◆ **Stated task**: Reproduce everything in the listing from the line that contains "Note: mark the man's" down to the line that contains "Note: mark the woman's", both of those lines included, character for character.

-- BEGIN Given records --

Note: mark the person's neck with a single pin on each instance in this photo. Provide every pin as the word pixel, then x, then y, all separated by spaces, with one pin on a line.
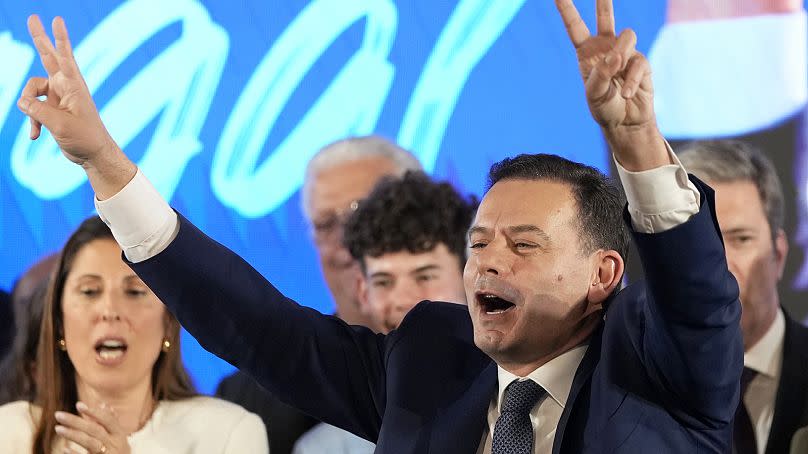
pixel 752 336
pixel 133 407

-- END Given records --
-- BEGIN Given records --

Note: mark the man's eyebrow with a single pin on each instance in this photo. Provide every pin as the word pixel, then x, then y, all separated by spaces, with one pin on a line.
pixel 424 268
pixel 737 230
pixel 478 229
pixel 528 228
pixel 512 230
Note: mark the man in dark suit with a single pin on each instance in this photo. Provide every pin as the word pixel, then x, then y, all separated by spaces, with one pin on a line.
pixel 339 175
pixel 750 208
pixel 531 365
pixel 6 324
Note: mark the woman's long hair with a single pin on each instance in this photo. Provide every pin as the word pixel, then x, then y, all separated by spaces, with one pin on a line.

-- END Given records --

◆ **Solution to this exercise**:
Note: mark the man's eyebrow with a single pin on each instance in this photo. Provide every pin as the word pixel, then x, then y, all separated by spaces, with one pin on a line.
pixel 424 268
pixel 737 230
pixel 478 229
pixel 528 228
pixel 512 230
Note: mark the man in dark suit with a single pin on each instance in this photo. Provide every pin as the word pixel, then x, then y, all separated by spaces, with one pin on a line.
pixel 339 175
pixel 750 208
pixel 531 365
pixel 6 324
Note: mark the woman's long hair with a single pin on each instance in this photo. Provide every pin as the word pixel, then x, then y, all separated by spaces, with one pin on a line.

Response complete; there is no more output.